EXERCISE 1: Reproduce the part of the electrical panel thread below between "service conductors were" and "(Aug 28, 2013)", inclusive, word for word.

TEXT TO READ:
# another fun day



## heavysparky (Jun 2, 2009)

Was called out for only half the panel working. I figured it be an easy fix. NOT!!!

Who in the hell does this


----------



## HARRY304E (Sep 15, 2010)

heavysparky said:


> Was called out for only half the panel working. I figured it be an easy fix. NOT!!!
> 
> Who in the hell does this


People that have no resect for themselves .


----------



## papaotis (Jun 8, 2013)

thats a really old panel being used for a j-box?


----------



## heavysparky (Jun 2, 2009)

service conductors were spliced. they used the old 60 amp fuse box has a j box. to top it off they hid all of this behind a wall


----------



## MTW (Aug 28, 2013)

Those are some seriously ghetto properties you have to deal with.


----------



## MHElectric (Oct 14, 2011)

I feel your pain buddy. Ive spent quite a bit of time in run-down rentals myself, fixing crap that is way hacked up.

I hope your making a good paycheck dealing with that mess, I know its aggravating.


----------



## oldtimer (Jun 10, 2010)

harry304e said:


> people that have no respect for themselves .


 fify.


----------



## heavysparky (Jun 2, 2009)

MTW said:


> Those are some seriously ghetto properties you have to deal with.


 
my area is quickly becoming one big ghetto

I know the inspectors pretty well. So I am wondering how this even passed for the reconnect


----------



## gnuuser (Jan 13, 2013)

you would be surprised at some of the crap ive seen when i first started out
i wish Id have taken pictures of them.
one old store we rewired had a large panel with the words main fuses painted on it
when we opened the panel it was just 2 terminal strips with home made fuses.
( copper strips with notches clipped in them)


----------

EXERCISE 2: Please pull out every line of the records below that contains the word "blue", and copy each one unchanged.

DATASET RECORDS:
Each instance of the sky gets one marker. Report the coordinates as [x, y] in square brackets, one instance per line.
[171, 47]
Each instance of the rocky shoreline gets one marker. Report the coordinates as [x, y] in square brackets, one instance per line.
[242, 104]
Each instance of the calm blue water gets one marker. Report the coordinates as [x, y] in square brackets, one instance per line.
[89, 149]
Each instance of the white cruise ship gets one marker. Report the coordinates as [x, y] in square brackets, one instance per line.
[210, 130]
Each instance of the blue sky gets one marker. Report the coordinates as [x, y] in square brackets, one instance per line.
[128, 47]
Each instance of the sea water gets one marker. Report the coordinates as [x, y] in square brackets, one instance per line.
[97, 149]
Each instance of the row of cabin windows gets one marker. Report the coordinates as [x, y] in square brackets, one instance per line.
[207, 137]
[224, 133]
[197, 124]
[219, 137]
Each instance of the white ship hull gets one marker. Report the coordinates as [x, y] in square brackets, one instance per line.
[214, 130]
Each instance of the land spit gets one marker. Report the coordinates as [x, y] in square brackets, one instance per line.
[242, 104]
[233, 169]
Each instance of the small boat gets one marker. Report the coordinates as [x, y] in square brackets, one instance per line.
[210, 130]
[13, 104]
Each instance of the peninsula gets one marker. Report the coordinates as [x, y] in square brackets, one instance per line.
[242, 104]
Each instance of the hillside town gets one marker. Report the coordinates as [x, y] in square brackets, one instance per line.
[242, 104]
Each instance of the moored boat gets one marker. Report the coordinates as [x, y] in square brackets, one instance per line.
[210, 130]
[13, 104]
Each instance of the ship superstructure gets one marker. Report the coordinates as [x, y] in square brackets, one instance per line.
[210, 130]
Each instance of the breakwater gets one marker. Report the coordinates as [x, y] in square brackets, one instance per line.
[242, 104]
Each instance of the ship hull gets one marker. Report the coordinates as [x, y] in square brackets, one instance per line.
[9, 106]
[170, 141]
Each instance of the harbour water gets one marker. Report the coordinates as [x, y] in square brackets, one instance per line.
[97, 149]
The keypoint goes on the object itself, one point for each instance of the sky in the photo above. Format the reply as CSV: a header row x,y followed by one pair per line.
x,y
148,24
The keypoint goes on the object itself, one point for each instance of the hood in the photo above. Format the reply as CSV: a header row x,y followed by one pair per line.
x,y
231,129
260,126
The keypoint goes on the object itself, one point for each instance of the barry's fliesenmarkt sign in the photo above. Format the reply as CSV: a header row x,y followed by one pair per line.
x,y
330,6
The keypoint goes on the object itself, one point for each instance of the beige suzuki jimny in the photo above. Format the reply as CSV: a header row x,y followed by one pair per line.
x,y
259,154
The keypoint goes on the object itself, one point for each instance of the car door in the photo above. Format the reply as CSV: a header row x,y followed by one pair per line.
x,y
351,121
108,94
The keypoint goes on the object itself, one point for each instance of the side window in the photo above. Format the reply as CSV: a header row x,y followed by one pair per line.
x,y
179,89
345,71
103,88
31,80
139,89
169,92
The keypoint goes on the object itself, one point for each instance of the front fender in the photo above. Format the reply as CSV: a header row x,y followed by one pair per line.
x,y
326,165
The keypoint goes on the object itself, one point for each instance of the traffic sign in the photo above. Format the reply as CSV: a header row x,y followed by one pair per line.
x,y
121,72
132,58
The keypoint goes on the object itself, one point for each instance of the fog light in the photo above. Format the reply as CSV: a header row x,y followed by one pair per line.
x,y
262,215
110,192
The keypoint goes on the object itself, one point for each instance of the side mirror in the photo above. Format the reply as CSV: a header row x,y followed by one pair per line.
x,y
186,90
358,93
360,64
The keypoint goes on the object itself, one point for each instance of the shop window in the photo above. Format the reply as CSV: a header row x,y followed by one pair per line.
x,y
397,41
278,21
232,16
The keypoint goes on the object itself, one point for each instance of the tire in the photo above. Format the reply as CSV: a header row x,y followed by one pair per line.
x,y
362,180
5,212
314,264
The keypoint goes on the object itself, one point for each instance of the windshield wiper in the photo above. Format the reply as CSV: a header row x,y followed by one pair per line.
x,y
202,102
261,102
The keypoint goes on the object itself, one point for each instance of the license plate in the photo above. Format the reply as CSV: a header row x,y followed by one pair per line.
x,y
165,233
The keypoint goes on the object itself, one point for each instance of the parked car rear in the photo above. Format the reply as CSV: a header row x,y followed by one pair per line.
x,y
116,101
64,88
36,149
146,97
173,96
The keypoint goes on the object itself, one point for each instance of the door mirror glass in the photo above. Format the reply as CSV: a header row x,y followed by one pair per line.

FINISHED ANSWER 1:
service conductors were spliced. they used the old 60 amp fuse box has a j box. to top it off they hid all of this behind a wall


----------



## MTW (Aug 28, 2013)

FINISHED ANSWER 2:
Each instance of the calm blue water gets one marker. Report the coordinates as [x, y] in square brackets, one instance per line.
Each instance of the blue sky gets one marker. Report the coordinates as [x, y] in square brackets, one instance per line.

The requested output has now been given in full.